■ **Tarefas propostas**
1. Transcreva, do texto sobre a responsabilidade pelas crianças, a parte que começa nas palavras "Porque por trás" e termina em "para fazer isso?".
2. Responda sim ou não para cada afirmação, de acordo com o texto sobre a responsabilidade pelas crianças, citando as palavras dele que decidem a resposta: (a) a atendente estava mais preocupada com a segurança da criança do que com o barulho; (b) a atendente mudou a forma da pergunta; (c) a mulher com a criança pede ajuda num sinal da Av. Abdias de Carvalho, no Recife.
3. Dê continuidade ao texto sobre a responsabilidade pelas crianças a partir da última frase apresentada.

■ **Trecho do texto**

_ _ _

Outro dia mesmo, tinha uma criança pulando de cadeira em cadeira na sala de espera de um consultório. A atendente na recepção, mais impaciente e incomodada com o barulho do que realmente preocupada com a segurança da criança, logo soltou “quem é a mãe dessa criança?” Mas quase de imediato se deu conta do equívoco e precipitação da pergunta, e indagou de modo diferente “quem é o responsável por essa criança?”

Porque por trás de toda criança sempre tem uma mãe, nunca UM responsável ou alguns responsáveis. E aquela célebre frase de que “é preciso uma aldeia inteira para criar uma criança” perde o sentido numa sociedade onde só “mãe é mãe”.

Mas voltando ao assunto… Supondo que a mulher que carrega uma criança, enquanto pede ajuda num sinal da Av. Abdias de Carvalho, aqui no Recife, seja sua mãe. Quase que naturalmente ocorre o seguinte julgamento: por que ela “usa” a criança para fazer isso?

_ _ _

■ **Registros armazenados**
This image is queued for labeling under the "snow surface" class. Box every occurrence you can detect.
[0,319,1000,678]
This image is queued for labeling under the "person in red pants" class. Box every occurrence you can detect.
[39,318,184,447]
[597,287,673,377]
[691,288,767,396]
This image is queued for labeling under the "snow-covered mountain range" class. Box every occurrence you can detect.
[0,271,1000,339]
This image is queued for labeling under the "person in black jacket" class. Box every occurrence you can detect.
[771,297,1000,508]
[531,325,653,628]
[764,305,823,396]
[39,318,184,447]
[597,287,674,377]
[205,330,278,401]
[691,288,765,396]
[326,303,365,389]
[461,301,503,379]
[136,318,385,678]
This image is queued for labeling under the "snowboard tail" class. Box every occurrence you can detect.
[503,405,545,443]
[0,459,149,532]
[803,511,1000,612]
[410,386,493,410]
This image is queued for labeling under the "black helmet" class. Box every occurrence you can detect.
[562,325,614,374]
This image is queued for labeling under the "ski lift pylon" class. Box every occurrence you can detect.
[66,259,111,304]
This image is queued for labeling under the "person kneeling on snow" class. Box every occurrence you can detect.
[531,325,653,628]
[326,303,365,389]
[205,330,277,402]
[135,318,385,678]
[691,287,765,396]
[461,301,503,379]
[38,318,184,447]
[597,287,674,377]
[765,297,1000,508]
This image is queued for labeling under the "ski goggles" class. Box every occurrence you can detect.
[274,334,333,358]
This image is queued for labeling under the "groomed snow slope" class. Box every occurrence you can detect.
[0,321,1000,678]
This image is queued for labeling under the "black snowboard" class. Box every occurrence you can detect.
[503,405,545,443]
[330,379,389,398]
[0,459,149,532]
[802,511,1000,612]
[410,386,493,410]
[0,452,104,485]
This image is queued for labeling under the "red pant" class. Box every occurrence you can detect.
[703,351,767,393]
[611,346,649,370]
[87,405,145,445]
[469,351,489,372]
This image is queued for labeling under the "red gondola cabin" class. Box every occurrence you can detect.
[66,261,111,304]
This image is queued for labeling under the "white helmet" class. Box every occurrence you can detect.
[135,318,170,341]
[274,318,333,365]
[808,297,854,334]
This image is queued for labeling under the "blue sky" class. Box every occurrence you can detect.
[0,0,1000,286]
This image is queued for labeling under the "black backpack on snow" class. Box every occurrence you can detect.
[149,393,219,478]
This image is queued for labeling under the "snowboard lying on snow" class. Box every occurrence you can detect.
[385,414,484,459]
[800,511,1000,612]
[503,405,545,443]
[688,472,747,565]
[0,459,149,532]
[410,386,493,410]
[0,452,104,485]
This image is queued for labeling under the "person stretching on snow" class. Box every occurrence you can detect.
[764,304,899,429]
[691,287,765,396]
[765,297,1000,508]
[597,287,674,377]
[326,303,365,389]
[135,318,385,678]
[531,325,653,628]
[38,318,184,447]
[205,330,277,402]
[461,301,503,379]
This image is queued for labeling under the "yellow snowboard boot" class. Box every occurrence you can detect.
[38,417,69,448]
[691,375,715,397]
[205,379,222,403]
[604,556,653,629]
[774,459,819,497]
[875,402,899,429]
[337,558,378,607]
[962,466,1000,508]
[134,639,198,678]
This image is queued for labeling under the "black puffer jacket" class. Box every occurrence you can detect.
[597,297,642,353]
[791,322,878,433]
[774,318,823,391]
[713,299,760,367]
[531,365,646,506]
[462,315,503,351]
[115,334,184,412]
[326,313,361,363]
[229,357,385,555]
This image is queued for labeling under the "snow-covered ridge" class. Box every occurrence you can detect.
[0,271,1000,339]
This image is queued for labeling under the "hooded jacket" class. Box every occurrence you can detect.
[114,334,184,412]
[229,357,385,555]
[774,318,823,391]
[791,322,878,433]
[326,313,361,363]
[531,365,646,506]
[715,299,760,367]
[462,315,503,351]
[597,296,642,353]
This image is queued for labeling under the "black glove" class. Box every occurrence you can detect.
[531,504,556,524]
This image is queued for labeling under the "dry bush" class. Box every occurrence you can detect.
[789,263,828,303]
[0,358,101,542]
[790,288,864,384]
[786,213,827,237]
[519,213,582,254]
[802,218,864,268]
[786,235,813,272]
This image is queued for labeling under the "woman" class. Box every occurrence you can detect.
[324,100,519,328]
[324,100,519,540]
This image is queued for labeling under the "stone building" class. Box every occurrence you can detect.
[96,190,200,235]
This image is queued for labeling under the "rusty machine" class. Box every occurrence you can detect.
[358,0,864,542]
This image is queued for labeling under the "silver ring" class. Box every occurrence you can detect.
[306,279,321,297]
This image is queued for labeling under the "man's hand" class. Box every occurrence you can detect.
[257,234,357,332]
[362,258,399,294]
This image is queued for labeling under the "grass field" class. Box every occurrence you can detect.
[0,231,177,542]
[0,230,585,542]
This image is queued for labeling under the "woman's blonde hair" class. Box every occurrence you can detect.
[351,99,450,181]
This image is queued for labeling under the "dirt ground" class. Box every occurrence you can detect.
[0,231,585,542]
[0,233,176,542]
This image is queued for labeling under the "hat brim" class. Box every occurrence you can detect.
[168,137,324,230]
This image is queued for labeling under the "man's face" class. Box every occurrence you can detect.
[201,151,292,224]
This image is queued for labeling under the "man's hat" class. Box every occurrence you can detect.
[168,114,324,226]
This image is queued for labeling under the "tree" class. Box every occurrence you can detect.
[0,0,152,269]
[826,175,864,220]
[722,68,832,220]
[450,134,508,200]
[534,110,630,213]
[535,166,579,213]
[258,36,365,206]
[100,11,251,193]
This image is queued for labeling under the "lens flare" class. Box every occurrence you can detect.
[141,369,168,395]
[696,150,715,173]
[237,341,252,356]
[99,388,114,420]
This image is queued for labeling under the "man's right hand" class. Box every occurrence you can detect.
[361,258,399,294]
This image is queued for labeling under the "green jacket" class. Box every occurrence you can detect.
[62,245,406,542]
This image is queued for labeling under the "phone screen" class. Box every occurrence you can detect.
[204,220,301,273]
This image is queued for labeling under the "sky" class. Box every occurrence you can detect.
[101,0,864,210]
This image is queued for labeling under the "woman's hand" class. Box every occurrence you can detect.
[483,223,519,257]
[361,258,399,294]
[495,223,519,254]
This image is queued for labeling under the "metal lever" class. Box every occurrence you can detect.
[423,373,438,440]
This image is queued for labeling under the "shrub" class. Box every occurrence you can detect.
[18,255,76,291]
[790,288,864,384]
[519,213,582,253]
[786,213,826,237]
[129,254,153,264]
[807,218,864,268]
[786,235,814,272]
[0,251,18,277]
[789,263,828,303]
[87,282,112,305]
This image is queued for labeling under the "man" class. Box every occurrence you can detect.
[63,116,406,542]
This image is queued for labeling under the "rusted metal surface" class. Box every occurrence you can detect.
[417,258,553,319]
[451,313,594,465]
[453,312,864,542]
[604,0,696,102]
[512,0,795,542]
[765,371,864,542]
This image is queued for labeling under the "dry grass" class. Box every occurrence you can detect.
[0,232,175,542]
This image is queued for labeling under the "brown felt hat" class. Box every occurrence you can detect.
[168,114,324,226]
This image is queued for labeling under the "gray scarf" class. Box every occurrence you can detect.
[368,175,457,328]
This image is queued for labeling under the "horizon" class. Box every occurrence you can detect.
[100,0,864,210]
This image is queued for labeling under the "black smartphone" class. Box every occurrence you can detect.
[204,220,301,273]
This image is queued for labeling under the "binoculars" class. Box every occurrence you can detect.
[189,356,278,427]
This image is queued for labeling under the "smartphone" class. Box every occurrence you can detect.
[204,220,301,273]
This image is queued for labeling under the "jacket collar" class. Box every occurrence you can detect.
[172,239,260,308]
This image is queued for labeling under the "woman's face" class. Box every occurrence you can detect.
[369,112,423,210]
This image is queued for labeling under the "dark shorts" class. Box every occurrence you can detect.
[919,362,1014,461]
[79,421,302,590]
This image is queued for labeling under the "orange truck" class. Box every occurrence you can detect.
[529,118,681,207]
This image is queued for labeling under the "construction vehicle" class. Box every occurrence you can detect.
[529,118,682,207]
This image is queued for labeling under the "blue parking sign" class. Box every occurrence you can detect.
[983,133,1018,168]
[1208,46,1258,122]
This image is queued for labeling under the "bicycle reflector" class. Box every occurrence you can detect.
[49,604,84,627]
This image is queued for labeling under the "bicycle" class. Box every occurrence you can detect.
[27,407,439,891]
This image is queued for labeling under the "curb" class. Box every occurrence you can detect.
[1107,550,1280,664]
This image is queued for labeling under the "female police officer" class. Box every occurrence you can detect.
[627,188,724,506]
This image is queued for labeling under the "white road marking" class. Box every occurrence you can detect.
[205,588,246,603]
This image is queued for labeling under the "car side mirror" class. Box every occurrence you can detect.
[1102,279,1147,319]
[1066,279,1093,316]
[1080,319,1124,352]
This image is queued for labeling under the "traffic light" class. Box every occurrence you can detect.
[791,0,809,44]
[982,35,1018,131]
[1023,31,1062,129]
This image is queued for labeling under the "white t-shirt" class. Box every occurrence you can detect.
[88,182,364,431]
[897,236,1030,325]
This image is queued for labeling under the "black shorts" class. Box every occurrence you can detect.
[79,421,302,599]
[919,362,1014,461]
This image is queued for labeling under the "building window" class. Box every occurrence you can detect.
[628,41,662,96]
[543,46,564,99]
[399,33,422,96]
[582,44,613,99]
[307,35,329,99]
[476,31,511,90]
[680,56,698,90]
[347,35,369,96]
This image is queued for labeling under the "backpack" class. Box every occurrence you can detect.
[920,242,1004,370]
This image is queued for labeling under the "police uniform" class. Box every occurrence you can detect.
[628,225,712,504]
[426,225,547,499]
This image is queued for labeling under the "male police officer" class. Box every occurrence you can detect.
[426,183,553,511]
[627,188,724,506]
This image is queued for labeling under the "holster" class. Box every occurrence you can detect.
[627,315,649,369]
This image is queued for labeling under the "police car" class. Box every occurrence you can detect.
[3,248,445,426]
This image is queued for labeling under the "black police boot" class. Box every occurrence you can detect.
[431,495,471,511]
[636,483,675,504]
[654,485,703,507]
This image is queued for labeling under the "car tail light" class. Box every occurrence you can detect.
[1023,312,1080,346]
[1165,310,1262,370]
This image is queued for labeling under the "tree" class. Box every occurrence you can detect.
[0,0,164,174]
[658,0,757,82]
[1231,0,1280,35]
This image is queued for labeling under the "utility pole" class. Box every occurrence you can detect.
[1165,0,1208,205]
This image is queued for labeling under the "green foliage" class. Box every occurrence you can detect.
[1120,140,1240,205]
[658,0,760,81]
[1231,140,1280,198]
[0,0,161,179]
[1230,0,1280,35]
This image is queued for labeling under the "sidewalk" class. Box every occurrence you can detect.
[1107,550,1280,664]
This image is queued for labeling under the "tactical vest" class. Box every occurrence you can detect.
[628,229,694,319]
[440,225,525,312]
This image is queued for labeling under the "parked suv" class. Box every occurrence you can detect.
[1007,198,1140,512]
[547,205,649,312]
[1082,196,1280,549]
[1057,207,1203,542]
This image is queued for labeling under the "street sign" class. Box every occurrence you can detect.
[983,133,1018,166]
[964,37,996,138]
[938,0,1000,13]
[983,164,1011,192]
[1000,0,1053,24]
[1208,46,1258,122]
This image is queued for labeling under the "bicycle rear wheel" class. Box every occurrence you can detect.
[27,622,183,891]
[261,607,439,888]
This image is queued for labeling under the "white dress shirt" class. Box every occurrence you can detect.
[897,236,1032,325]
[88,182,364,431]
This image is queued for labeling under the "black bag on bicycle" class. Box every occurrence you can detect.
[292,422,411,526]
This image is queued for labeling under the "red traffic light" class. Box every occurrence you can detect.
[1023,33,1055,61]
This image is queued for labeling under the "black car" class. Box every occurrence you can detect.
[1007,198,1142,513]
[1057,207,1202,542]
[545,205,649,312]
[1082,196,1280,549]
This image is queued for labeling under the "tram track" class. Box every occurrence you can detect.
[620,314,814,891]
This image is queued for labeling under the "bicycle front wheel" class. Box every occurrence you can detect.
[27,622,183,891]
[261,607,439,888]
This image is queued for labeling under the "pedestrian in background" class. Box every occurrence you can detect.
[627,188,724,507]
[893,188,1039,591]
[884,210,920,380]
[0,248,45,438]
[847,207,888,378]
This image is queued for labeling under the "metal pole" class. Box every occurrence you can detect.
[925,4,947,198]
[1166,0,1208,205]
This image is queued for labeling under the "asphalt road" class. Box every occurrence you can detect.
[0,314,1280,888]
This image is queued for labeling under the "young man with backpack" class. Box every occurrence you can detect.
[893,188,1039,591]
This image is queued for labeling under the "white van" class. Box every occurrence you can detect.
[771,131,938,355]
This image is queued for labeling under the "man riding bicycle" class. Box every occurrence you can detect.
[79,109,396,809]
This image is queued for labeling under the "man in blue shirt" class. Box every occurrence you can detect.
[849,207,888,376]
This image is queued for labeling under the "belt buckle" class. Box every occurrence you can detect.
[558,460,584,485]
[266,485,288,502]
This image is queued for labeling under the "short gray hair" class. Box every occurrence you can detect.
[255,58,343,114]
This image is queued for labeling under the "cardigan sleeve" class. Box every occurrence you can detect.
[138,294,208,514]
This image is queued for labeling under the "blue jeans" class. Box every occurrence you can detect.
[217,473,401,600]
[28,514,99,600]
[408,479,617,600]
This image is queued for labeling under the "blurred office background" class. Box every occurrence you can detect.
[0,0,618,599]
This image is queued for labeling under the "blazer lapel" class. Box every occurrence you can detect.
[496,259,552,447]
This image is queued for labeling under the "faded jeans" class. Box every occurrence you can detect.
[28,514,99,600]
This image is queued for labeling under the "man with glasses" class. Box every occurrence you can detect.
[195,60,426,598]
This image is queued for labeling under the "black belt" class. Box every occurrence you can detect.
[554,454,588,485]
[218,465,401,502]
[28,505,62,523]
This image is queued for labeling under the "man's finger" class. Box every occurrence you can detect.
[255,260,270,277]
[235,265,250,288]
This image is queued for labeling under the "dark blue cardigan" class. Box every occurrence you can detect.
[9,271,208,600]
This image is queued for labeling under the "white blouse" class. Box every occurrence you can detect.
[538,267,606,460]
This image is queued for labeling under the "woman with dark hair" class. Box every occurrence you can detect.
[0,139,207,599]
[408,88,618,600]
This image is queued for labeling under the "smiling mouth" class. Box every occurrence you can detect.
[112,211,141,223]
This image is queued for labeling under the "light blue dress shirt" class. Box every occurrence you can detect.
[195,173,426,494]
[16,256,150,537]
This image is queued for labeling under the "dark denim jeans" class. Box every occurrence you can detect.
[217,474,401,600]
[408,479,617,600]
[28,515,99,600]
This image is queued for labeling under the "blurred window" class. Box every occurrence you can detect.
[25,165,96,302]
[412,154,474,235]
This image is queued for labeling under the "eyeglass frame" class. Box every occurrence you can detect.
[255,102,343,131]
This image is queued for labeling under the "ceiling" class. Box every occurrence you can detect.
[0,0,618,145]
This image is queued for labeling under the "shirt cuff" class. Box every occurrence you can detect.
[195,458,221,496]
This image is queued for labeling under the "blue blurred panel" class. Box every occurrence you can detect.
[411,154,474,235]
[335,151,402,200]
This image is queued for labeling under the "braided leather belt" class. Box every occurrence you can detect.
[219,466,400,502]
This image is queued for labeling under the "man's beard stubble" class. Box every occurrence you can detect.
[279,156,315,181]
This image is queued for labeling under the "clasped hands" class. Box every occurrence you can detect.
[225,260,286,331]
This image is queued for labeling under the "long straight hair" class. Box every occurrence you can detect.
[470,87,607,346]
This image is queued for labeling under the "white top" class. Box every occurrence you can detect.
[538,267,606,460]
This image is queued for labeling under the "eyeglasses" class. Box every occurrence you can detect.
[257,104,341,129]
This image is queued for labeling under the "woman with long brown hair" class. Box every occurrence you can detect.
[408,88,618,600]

_ _ _

■ **Respostas**
1.
Porque por trás de toda criança sempre tem uma mãe, nunca UM responsável ou alguns responsáveis. E aquela célebre frase de que “é preciso uma aldeia inteira para criar uma criança” perde o sentido numa sociedade onde só “mãe é mãe”.

Mas voltando ao assunto… Supondo que a mulher que carrega uma criança, enquanto pede ajuda num sinal da Av. Abdias de Carvalho, aqui no Recife, seja sua mãe. Quase que naturalmente ocorre o seguinte julgamento: por que ela “usa” a criança para fazer isso?

2.
(a) Não: "mais impaciente e incomodada com o barulho do que realmente preocupada com a segurança da criança".
(b) Sim: "indagou de modo diferente “quem é o responsável por essa criança?”".
(c) Sim: "enquanto pede ajuda num sinal da Av. Abdias de Carvalho, aqui no Recife".

3.
Será esse o caso? Será “maldade” ou real necessidade?

Será que ela tem alguém com quem deixar a criança, enquanto pede ajuda no sinal? E se tiver, será alguém “de confiança”, que possa cuidar devidamente sem lhe causar dano maior que está no braço de sua mãe, embaixo da sobrinha, enquanto ela pede ajuda para o sustento de ambos?

Porque é muito mais fácil julgar uma mãe, aquela mãe então nem se fala!

Quantas mães vivem em situação parecida? Sem rede de apoio, não trabalham, mas precisam de alguma forma obter o sustento da família. Ou trabalham, e precisam deixar suas crianças com qualquer pessoa, deixando-as suscetíveis a todo tipo de descuido e mesmo violências, mas é essa a realidade que se impõe.

Simplesmente pensamos “por que ela não arruma um trabalho, nem que seja uma faxina pra fazer ao invés de tá expondo sua criança para pedir ajuda num sinal?”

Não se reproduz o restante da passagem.